▶ _Problem description_
The entries are given below. Output each one unchanged.

Information supplied section start

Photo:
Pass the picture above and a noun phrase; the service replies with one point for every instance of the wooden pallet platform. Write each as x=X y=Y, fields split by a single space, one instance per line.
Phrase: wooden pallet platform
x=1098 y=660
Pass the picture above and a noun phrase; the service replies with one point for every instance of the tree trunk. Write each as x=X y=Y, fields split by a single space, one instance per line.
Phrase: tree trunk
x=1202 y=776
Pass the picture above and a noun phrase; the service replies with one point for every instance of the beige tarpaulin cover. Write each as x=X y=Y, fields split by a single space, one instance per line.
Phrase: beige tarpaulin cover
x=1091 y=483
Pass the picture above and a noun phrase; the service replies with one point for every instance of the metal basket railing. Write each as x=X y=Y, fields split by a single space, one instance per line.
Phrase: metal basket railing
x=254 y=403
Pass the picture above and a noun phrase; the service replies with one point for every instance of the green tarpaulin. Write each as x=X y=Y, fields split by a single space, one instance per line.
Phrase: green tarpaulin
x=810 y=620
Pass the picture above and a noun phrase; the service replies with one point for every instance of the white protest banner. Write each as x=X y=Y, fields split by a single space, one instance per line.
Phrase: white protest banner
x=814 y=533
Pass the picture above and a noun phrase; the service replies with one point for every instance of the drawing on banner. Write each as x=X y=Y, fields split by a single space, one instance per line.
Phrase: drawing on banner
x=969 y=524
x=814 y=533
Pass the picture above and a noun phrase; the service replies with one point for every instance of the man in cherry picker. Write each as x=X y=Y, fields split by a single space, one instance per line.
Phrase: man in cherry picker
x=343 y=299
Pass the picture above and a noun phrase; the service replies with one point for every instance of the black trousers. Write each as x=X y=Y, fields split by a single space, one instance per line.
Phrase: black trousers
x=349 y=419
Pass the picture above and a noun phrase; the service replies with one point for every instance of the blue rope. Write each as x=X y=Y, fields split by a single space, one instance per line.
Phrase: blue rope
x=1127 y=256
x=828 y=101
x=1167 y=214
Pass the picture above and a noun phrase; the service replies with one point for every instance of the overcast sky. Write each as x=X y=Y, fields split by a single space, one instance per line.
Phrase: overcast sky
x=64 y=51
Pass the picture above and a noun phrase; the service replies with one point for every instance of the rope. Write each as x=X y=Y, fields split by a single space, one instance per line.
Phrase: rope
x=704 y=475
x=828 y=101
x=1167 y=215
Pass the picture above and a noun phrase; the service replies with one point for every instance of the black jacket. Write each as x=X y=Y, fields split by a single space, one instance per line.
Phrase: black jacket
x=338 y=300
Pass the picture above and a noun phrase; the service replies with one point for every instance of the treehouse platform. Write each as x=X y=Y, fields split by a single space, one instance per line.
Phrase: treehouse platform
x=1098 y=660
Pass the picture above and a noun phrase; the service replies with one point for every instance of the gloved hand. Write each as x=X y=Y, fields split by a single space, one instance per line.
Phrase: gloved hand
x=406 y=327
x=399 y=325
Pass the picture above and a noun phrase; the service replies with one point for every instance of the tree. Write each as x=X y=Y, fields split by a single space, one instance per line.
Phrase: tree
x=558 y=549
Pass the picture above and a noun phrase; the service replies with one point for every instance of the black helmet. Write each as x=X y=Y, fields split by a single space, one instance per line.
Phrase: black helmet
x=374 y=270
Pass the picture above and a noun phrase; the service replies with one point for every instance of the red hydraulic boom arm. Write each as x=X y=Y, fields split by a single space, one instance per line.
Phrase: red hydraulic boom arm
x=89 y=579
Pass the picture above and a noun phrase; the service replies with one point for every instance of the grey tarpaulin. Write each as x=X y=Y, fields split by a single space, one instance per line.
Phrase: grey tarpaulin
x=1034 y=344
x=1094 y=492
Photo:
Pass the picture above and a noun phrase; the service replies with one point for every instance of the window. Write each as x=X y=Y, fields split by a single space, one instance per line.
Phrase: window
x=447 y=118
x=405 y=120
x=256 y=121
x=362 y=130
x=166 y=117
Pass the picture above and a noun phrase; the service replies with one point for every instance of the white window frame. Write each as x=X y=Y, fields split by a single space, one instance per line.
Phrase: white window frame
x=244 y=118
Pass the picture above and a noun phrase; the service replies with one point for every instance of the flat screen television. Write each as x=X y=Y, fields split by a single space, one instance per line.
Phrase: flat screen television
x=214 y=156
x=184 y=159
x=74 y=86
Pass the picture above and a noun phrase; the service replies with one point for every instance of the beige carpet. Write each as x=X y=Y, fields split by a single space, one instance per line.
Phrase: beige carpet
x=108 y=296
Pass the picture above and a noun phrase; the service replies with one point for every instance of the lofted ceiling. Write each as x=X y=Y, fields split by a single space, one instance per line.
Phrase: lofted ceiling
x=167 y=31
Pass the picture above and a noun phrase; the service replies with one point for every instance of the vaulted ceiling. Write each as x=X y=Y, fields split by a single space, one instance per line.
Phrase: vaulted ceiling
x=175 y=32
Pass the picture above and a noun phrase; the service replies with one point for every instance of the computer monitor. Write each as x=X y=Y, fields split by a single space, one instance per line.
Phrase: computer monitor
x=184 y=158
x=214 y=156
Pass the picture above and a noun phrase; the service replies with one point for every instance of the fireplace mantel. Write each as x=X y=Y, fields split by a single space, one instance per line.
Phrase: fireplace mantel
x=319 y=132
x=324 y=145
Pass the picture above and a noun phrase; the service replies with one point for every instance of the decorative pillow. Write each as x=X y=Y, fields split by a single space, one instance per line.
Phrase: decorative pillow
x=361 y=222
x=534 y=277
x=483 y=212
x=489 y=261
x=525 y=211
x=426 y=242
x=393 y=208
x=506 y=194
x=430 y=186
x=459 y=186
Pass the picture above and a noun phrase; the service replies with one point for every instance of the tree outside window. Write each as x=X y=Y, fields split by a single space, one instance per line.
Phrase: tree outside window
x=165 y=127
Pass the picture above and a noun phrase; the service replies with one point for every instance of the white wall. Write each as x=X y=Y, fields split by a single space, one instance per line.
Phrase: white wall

Information supplied section end

▶ _Result of this task_
Photo:
Pass the picture above and a noun phrase; the service replies with one point for every instance of the wooden pallet platform. Write each as x=X y=Y, fields split by a single space, one instance per line.
Phrase: wooden pallet platform
x=1098 y=660
Pass the picture above and a noun phrase; the service replies with one point for every instance of the tree trunk. Write each as x=X y=Y, fields split by a single space, one instance per line.
Phrase: tree trunk
x=1202 y=776
Pass the picture above and a noun phrase; the service replies with one point for every instance of the beige tarpaulin cover. Write each as x=X y=Y, fields split by a single space, one instance per line.
Phrase: beige tarpaulin cover
x=1091 y=483
Pass the picture above and a noun phrase; the service replies with one point for every instance of the metal basket railing. Write each as x=X y=Y, fields split by a single space, one instance per line.
Phrase: metal basket railing
x=254 y=403
Pass the picture above and a noun phrase; the service replies with one point for every instance of the green tarpaulin. Write each as x=X y=Y, fields split by a single space, one instance per line.
Phrase: green tarpaulin
x=810 y=620
Pass the picture above and a noun phrase; the service replies with one point for every instance of the white protest banner. Write each as x=X y=Y, fields split by a single space, one instance per line.
Phrase: white protest banner
x=814 y=533
Pass the picture above and a noun phrase; the service replies with one point for every instance of the drawing on banner. Write each as x=X y=Y, fields split by a single space, one instance per line.
Phrase: drawing on banner
x=969 y=524
x=814 y=533
Pass the picture above and a noun phrase; the service replies with one point for every instance of the man in cherry picker. Write each as x=X y=Y, fields split by a single space, one instance per line.
Phrase: man in cherry picker
x=343 y=299
Pass the picture above and a noun phrase; the service replies with one point for every instance of the black trousers. Write each as x=X y=Y, fields split by a single space, one instance per line.
Phrase: black trousers
x=349 y=419
Pass the picture above and a noun phrase; the service replies with one point for every instance of the blue rope. Write each as x=X y=Y, fields split by a single space, one instance per line.
Phrase: blue rope
x=1127 y=256
x=828 y=101
x=1167 y=214
Pass the picture above and a noun phrase; the service replies with one point for every instance of the overcast sky. Write each as x=X y=Y, fields split by a single space, one instance per line.
Phrase: overcast sky
x=64 y=51
Pass the picture above and a noun phrase; the service replies with one point for every instance of the rope. Write each as x=X y=Y, fields split by a single space, one instance per line.
Phrase: rope
x=704 y=475
x=828 y=101
x=1167 y=215
Pass the picture above and a noun phrase; the service replies with one point for every instance of the black jacket. Write each as x=X y=Y, fields split by a single space, one instance per line.
Phrase: black jacket
x=338 y=300
Pass the picture above and a noun phrase; the service replies with one point for every instance of the treehouse platform. Write each as x=X y=Y, fields split by a single space, one instance per line.
Phrase: treehouse platform
x=1098 y=660
Pass the picture above and a noun phrase; the service replies with one point for every instance of the gloved hand. Write each as x=X y=Y, fields split by a single space, one instance per line.
Phrase: gloved hand
x=406 y=327
x=399 y=325
Pass the picture above and a noun phrase; the service replies with one point for every instance of the tree. Write each as x=X y=Y, fields split by a single space, one instance per line.
Phrase: tree
x=558 y=549
Pass the picture above and a noun phrase; the service replies with one point for every instance of the black helmet. Write each as x=X y=Y, fields split by a single space, one instance per line.
Phrase: black helmet
x=374 y=270
Pass the picture above and a noun phrase; the service replies with one point for every instance of the red hydraulic boom arm. Write each as x=X y=Y, fields split by a single space, one instance per line.
Phrase: red hydraulic boom arm
x=89 y=579
Pass the picture above and a noun phrase; the service replies with one point for every instance of the grey tarpaulin. Write each as x=X y=Y, fields split by a single space, one instance per line.
Phrase: grey tarpaulin
x=1034 y=344
x=1094 y=492
Photo:
Pass the picture above and a noun phrase; the service replies with one point for every instance of the window. Write each as x=X y=Y, fields split by a single space, one instance per line.
Phrase: window
x=447 y=118
x=405 y=120
x=256 y=121
x=362 y=130
x=166 y=117
Pass the picture above and a noun phrase; the service replies with one point for every instance of the white window frame. Write each as x=X y=Y, fields split by a single space, one instance per line.
Phrase: white window frame
x=244 y=118
Pass the picture above and a noun phrase; the service replies with one point for every instance of the flat screen television. Write each as x=X y=Y, fields split by a single space, one instance per line.
Phrase: flat screen television
x=214 y=156
x=184 y=159
x=74 y=86
Pass the picture above and a noun phrase; the service replies with one point for every instance of the beige carpet. Write each as x=X y=Y, fields split by a single space, one instance per line.
Phrase: beige carpet
x=108 y=296
Pass the picture above and a noun phrase; the service replies with one point for every instance of the lofted ceiling. Write each as x=X y=Y, fields split by a single space, one instance per line.
Phrase: lofted ceiling
x=167 y=31
Pass the picture above and a noun phrase; the service replies with one point for every instance of the vaulted ceiling. Write each as x=X y=Y, fields split by a single space, one instance per line.
Phrase: vaulted ceiling
x=175 y=32
Pass the picture above and a noun phrase; the service replies with one point for every instance of the computer monitor. Write each as x=X y=Y, fields split by a single space, one instance per line.
Phrase: computer monitor
x=184 y=158
x=214 y=156
Pass the picture above and a noun phrase; the service replies with one point for every instance of the fireplace mantel. Write each as x=X y=Y, fields split by a single space, one instance per line.
Phrase: fireplace mantel
x=319 y=132
x=324 y=145
Pass the picture above and a noun phrase; the service replies with one point for every instance of the decorative pillow. Write each as x=X y=Y, fields split by a single space, one instance per line.
Phrase: decorative pillow
x=361 y=222
x=534 y=277
x=483 y=212
x=489 y=261
x=525 y=211
x=426 y=242
x=393 y=208
x=506 y=194
x=430 y=186
x=459 y=186
Pass the picture above and a noun phrase; the service replies with one point for every instance of the tree outside window. Write each as x=X y=Y, fields split by a single space, one instance per line.
Phrase: tree outside window
x=165 y=127
Pass the picture above and a noun phrase; the service replies with one point for every instance of the white wall. Write each as x=X y=Y, fields split by a single space, one instance per line.
Phrase: white wall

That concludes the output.